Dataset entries
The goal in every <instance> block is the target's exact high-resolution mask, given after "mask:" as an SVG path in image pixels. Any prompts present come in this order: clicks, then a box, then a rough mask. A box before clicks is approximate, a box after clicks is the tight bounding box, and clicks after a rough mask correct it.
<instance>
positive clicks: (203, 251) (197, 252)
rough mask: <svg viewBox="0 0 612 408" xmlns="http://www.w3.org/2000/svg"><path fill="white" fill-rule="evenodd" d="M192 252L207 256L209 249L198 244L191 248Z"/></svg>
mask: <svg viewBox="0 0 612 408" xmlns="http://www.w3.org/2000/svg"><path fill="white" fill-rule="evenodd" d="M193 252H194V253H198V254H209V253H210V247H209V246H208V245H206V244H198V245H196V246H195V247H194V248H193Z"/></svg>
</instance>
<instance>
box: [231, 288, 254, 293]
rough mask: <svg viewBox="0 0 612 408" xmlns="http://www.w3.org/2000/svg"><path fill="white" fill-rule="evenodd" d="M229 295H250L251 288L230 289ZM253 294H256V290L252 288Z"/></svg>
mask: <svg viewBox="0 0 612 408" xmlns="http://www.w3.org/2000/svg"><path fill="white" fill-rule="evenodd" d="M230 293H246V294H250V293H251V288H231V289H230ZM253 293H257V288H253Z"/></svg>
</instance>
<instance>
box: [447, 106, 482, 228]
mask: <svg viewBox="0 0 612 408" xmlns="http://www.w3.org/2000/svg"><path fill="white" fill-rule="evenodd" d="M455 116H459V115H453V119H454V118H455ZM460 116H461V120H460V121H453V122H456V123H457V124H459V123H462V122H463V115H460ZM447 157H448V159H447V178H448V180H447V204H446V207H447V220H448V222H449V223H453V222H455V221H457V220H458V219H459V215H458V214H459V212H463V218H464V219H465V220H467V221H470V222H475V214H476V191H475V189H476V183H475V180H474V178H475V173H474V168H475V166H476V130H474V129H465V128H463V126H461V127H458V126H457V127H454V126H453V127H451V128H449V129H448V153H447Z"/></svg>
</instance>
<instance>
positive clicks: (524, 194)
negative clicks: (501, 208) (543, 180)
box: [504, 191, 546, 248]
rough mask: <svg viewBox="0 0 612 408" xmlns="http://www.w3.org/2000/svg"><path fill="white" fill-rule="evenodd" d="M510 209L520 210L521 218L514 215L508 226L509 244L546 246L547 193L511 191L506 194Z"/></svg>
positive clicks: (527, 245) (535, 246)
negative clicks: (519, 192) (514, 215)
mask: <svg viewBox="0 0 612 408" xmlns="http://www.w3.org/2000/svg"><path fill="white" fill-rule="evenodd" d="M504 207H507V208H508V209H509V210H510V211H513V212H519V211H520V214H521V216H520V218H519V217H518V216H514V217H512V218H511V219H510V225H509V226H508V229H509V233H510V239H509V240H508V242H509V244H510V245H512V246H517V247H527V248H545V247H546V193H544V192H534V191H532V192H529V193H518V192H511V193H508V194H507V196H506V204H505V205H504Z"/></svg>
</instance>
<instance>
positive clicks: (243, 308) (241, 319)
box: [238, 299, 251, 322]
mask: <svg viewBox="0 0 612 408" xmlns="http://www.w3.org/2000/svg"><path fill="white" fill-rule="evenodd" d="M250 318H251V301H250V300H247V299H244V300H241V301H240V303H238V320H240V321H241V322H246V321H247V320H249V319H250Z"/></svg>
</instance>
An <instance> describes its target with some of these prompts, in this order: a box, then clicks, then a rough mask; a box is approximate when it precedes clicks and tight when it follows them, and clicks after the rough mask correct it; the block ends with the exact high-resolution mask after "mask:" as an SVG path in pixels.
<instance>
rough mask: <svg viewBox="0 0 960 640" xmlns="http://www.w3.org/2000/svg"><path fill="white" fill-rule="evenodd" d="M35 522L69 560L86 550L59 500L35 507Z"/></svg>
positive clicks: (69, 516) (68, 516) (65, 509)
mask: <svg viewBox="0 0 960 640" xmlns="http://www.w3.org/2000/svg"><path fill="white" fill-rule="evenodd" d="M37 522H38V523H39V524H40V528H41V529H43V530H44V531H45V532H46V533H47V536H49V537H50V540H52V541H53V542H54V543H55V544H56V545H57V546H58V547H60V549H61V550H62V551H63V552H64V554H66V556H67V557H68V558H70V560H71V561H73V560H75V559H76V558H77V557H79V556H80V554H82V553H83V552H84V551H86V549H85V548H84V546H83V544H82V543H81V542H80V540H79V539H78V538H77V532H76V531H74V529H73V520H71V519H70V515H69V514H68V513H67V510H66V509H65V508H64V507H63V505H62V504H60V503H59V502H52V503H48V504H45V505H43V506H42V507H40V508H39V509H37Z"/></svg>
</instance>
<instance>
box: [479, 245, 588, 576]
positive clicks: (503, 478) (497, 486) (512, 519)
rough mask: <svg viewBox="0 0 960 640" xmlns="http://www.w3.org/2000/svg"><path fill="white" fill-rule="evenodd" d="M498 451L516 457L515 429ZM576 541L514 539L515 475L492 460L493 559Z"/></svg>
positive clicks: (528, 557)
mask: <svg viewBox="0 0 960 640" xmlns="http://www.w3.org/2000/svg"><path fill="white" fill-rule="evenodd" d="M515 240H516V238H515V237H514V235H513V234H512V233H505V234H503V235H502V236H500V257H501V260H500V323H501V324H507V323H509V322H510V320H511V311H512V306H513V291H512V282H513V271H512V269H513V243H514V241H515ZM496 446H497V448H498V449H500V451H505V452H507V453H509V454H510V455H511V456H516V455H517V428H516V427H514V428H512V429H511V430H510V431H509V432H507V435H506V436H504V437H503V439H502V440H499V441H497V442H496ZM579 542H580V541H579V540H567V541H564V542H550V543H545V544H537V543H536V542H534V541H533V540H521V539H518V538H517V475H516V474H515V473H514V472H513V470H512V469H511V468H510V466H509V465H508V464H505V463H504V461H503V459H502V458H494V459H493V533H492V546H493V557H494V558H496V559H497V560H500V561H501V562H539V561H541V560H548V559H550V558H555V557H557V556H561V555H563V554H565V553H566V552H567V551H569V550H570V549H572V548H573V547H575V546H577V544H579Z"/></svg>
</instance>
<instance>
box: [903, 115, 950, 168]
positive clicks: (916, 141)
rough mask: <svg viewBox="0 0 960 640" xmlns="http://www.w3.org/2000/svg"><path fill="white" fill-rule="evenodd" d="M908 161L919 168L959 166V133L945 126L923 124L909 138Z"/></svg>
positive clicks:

■ **Your task**:
Which lines of the data include "tight"? Copy each of them.

■ **Exercise output**:
The goal in every <instance> block is the target's exact high-resolution mask, given after "mask:" as an SVG path in image pixels. Any prompts present come in this order: clicks, then a box, then a rough mask. A box before clicks is approximate, a box after clicks is the tight bounding box, and clicks after a rough mask correct it.
An <instance> describes its target with some of these prompts, in this order: a box, then clicks, then a rough mask; a box is approximate when it precedes clicks and tight when it follows them, and clicks after the rough mask correct it; the block ends with the exact high-resolution mask after "mask:" as an SVG path in pixels.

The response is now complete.